▶ PARTS OF THE EXERCISE:
A. From the Cieszyn article, list each group living in the area at the time of the 1910-based agreement, together with the number of people the text gives for it.
B. Rewrite the records from the line containing "of the light" through the final line of the records, with their requests. Multiply every answer coordinate by 0.9 and round to whole numbers, rounding halves up.

▶ SOURCE EXCERPT:
********************

Cieszyn: a border runs through it 08-02-2010 It is not easy to celebrate a common past in a town that has been divided by
history. However, in spite of tensions between Poles and Czechs, life in Cieszyn
and Český Těšín is beginning to benefit from the border that separates the two
towns.
In early December when municipal authorities in
Cieszyn (on Poland's southern
border with the Czech Republic) were finalizing plans for celebrations of the
town's 1,200th anniversary, at the last minute, their neighbours from across the
border in Český Těšín
announced that they wanted to take part in the festivities. The news came as
surprise because the local government on the Czech side of the Olza, which
divides the two countries, is traditionally less than enthusiastic about joint
celebrations: a fact highlighted by Czech plans for wholly separate ceremonies
to mark the 90th birthday of Český Těšín, which was created in 1920 by a
redrawing of the border, which split the town of Ciezyn in two. Many Poles
living in Zaolzie (literally the lands beyond the river Olza, an area that is
now in the Czech Republic) are none too happy about this latter anniversary —
nor are most of the citizens of Cieszyn.
According to the legend on both sides of the Olza, the town of Cieszyn was
founded in 810 when three sons of a Slavic king, Bolko, Leszko and Cieszko,
crossed paths there while returning from pilgrimages, and decided to establish a
settlement. Following the demise of the Austro-Hungariain Empire in the autumn
of 1918, the national council of the Principality of Cieszyn officially took
power on behalf of the Polish government. Its goal was to implement an agreement
on the division of Cieszyn Silesia into Polish and Czech parts, which had been
drawn up to reflect linguistic data from the 1910 census, and was signed by both
the Polish and Czechoslovak governments. At the time, there were 123,000 Poles,
32,000 Czechs and 22,000 Germans living in the area.
Richest part went to the Czechs
The Poles were convinced that the question had been settled, and nothing was
to be gained from keeping troops in Ciezyn. They even sent the local infantry
regiment to eastern Galicia to fight with the Ukrainians — a fact, which the
Czech army later turned to its advantage. The war that followed, which proved to
be short-lived but bloody, quickly ended with a ceasefire imposed by the Entente
powers. In July of the following year, at the ambassadors' Conference in Paris,
the future of Ciezyn Silesia was finally sealed by a largely arbritrary
decision: the richest and most industrialized part of the region, with its
mines, its steelworks, and the railway that links Czechia to Slovakia was
attributed to Czechoslovakia.

********************

▶ PROVIDED RECORDS:
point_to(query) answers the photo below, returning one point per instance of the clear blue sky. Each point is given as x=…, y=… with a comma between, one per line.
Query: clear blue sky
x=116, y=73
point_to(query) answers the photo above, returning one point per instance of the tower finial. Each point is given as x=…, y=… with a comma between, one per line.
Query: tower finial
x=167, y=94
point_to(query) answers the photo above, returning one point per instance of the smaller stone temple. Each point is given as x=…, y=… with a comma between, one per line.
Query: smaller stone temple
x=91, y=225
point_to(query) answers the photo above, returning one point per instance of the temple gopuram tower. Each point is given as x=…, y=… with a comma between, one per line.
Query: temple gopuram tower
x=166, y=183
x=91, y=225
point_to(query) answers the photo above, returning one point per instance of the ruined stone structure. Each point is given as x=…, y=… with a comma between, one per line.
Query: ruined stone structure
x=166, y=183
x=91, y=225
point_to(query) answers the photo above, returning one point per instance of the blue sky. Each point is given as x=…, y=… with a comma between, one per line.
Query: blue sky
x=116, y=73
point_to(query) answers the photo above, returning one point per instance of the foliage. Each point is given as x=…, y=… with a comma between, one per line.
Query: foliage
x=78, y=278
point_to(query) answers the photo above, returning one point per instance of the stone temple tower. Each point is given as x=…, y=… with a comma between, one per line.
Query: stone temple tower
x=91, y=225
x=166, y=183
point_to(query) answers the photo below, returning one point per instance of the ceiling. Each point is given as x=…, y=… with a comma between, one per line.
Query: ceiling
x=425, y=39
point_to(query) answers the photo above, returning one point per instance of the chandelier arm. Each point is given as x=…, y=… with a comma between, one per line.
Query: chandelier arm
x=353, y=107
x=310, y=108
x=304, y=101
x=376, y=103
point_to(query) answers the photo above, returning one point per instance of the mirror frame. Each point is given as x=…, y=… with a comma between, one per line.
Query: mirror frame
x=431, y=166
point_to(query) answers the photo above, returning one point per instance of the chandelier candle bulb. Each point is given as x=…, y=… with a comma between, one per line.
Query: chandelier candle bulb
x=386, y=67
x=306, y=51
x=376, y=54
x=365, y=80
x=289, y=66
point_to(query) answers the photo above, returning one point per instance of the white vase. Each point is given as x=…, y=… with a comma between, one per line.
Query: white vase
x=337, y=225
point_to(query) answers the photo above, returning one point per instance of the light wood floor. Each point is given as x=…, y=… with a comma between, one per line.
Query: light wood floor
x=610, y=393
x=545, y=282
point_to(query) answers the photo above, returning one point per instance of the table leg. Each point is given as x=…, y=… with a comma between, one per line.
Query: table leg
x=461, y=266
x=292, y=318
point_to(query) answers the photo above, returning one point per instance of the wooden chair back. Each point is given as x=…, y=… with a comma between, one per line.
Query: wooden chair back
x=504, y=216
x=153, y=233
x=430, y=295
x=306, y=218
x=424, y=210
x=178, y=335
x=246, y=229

********************

▶ RESULTS:
A.
Poles: 123,000
Czechs: 32,000
Germans: 22,000

B.
point_to(query) answers the photo above, returning one point per instance of the light wood floor. Each point is given as x=…, y=… with a comma between, one per line.
Query: light wood floor
x=549, y=354
x=491, y=254
point_to(query) answers the photo above, returning one point per instance of the table leg. Each point is given as x=…, y=… with a comma between, one per line.
Query: table leg
x=415, y=239
x=263, y=286
point_to(query) answers the photo above, returning one point per instance of the wooden chair back. Each point is given as x=…, y=… with a comma between, one per line.
Query: wooden chair back
x=454, y=194
x=138, y=210
x=387, y=266
x=275, y=196
x=382, y=189
x=160, y=302
x=221, y=206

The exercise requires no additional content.